_Document excerpt:_
####

Fatal hemorrhage in mice lacking gamma-glutamyl carboxylase

Abstract

The carboxylation of glutamic acid residues to gamma-carboxyglutamic acid (Gla) by the vitamin K-dependent gamma-glutamyl carboxylase (gamma-carboxylase) is an essential posttranslational modification required for the biological activity of a number of proteins, including proteins involved in blood coagulation and its regulation. Heterozygous mice carrying a null mutation at the gamma-carboxylase (Ggcx) gene exhibit normal development and survival with no evidence of hemorrhage and normal functional activity of the vitamin K-dependent clotting factors IX, X, and prothrombin. Analysis of a Ggcx(+/-) intercross revealed a partial developmental block with only 50% of expected Ggcx(-/-) offspring surviving to term, with the latter animals dying uniformly at birth of massive intra-abdominal hemorrhage. This phenotype closely resembles the partial midembryonic loss and postnatal hemorrhage previously reported for both prothrombin- and factor V (F5)-deficient mice. These data exclude the existence of a redundant carboxylase pathway and suggest that functionally critical substrates for gamma-carboxylation, at least in the developing embryo and neonate, are primarily restricted to components of the blood coagulation cascade.

####

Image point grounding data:
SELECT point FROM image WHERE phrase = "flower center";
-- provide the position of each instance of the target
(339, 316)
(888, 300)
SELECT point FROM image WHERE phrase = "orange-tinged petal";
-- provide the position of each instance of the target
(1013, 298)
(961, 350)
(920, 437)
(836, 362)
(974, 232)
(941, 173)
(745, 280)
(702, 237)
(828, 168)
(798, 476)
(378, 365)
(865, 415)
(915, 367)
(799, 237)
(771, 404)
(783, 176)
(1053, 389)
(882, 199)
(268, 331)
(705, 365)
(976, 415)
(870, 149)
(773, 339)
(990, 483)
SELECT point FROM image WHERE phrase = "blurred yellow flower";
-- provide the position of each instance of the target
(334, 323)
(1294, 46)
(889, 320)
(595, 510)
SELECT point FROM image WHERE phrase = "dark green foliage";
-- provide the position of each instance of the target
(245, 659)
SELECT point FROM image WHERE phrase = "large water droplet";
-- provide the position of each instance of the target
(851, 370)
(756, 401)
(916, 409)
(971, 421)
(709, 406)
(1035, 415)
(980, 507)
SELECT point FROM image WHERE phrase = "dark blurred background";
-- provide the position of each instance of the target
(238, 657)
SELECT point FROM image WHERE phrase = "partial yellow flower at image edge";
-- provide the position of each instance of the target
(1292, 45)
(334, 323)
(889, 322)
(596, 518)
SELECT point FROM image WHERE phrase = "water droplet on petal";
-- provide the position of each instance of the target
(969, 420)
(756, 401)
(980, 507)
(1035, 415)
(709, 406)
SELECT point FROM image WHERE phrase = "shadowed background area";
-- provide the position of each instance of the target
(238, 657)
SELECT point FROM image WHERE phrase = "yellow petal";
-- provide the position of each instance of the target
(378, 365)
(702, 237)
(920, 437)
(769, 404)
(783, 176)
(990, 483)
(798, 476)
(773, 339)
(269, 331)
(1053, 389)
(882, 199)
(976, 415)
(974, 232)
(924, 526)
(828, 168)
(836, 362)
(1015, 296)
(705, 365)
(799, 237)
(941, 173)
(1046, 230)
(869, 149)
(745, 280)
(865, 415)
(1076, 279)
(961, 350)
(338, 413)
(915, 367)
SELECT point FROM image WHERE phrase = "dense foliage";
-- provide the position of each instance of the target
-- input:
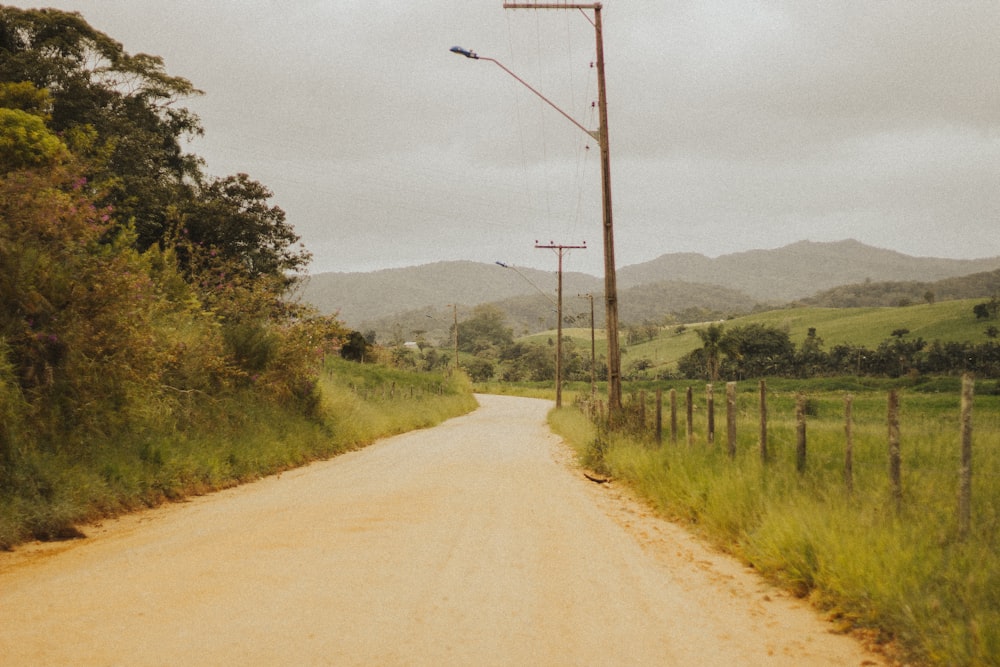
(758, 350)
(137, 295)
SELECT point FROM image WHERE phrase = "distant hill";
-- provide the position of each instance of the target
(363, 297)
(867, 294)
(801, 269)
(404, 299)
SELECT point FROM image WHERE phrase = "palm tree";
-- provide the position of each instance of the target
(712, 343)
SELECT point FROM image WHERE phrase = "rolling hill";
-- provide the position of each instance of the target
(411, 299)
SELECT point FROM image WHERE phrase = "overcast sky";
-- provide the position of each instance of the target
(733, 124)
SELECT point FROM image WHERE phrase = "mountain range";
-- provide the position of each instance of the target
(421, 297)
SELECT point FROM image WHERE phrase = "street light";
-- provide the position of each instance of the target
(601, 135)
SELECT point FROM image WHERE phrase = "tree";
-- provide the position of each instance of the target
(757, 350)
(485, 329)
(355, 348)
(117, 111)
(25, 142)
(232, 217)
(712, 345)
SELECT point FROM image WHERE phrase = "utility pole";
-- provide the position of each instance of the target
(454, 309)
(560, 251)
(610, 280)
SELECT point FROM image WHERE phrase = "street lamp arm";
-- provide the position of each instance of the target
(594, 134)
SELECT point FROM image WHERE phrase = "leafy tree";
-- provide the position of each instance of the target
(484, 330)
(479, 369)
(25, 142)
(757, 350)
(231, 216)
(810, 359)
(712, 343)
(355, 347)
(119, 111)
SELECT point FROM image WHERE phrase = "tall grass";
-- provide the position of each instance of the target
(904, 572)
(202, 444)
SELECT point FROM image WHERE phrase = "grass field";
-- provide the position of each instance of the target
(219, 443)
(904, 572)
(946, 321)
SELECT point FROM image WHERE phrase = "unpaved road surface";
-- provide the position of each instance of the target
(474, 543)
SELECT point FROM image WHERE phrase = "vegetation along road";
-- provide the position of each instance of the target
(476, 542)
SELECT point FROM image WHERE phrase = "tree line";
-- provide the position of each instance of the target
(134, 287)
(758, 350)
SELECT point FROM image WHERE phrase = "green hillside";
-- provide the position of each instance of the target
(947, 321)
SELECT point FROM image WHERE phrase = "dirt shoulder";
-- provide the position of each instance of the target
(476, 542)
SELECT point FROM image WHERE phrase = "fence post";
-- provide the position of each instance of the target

####

_Instructions for the task:_
Pick up the abstract on mice lacking gamma-glutamyl carboxylase after its final sentence and keep writing it.

_Output for this task:_
Figure 1

Targeting of the murine γ-carboxylase gene by homologous recombination. (A) structure of the endogenous γ-carboxylase gene. The targeting vector contains a neomycin resistance cassette (N), driven by the phosphoglycerokinase promoter, that replaces murine exons 3 to 13 flanked by 5.8 kb of 5′ and 7 kb of 3′ homologous DNA arms. The predicted product of successful homologous recombination is shown at the bottom. The location of hybridization probes a and b, used to detect successful targeting, are indicated. (B) Southern blot analyses demonstrating the expected genomic fragments from the 3′ end of the locus. Genomic DNA was prepared from tail biopsies of Ggcx^+/+, Ggcx^+/−, and Ggcx^−/− mice and was analyzed by restriction digestion with EcoRV and hybridization with probe b. Restriction of Ggcx^+/+ genomic DNA yields a fragment of 18 kb after hybridization with probe b. The targeted Ggcx^+/− DNA yields 2 distinct bands of 15 kb and 18 kb, indicating that correct targeting of the Ggcx gene has occurred. Animals harboring copies of the targeted allele at both chromosomal loci show the expected hybridization band only at 15 kb, indicating that both copies of the Ggcx gene have been successfully deleted. The presence of the PCR primers (N1, N2, K1, and K2) used for subsequent genotyping are indicated in panel A.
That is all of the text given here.